=== Selection ===

An excellent example of this tunnel-vision punditry is E. J. Dionne Jr.’s New York Times column of July 11. Dionne argues that a variety of problems facing the economy in 2008 has led to “the collapse of assumptions that have dominated our economic debate for three decades.” The assumptions he refers to are that “Regulation is the problem and deregulation is the solution. The distribution of income and wealth doesn’t matter . . . [and] free trade produces well-distributed economic growth,” among others. In Dionne’s view, these ideas are “failing” and “even conservatives recognize that capitalism is ailing.”
Unfortunately for Dionne, it just ain’t so.
Dionne spends much of the column arguing that the current housing crisis and its spillover effects on the financial industry are the result of, in Rep. Barney Frank’s words, “excessive deregulation.” There has been some deregulation of the financial markets in the last couple of decades, and much of that deregulation has actually produced incredible benefits for the American public. Aside from the customer-service gains that have come from the legalization of interstate banking and the ability of banks to offer an array of products under one roof, the expanded range of investments that banks can take on enables them to diversify and lower their exposure to risk.
Yes, a number of banks have had problems in the last year (more below), but the number of bank failures since the 1999 deregulation has been exceptionally low.

=== Information shown ===

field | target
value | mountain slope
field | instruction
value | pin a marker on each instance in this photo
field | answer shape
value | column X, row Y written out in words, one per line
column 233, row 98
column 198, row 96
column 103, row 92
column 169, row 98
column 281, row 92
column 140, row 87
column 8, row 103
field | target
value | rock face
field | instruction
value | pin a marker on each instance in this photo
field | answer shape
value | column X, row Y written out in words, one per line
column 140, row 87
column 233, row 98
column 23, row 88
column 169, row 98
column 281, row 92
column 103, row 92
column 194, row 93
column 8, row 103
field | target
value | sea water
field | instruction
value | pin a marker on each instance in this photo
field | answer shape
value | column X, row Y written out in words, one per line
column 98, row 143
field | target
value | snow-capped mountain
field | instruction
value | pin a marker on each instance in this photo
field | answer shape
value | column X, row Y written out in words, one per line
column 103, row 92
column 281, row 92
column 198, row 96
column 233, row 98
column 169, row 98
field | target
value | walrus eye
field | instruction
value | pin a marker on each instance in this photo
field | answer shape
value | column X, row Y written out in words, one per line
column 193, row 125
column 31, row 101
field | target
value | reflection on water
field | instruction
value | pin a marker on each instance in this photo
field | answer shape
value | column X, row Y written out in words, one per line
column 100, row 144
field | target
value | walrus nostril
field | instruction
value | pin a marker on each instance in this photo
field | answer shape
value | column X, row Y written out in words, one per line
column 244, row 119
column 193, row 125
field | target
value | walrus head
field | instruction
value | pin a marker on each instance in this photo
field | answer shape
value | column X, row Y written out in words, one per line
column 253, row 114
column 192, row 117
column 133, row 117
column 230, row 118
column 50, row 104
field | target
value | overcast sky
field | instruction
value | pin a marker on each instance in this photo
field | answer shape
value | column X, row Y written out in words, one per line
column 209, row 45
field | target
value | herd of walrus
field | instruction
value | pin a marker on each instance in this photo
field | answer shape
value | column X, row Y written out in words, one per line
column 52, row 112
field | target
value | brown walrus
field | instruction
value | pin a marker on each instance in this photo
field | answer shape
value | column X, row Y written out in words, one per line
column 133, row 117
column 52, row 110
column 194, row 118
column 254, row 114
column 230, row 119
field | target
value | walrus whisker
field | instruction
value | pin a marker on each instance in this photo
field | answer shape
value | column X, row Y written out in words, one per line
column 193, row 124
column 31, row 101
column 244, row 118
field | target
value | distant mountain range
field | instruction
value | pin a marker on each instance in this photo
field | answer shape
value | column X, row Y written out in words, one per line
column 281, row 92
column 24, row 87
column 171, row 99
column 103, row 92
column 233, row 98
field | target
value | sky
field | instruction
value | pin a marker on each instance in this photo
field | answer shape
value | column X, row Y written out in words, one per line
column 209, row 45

===

> **What the exercise asks**: Please list each assumption that the passage on Dionne's column quotes him as saying has dominated economic debate for three decades.

> **Answer to this task**:
- Regulation is the problem and deregulation is the solution.
- The distribution of income and wealth doesn't matter.
- Free trade produces well-distributed economic growth.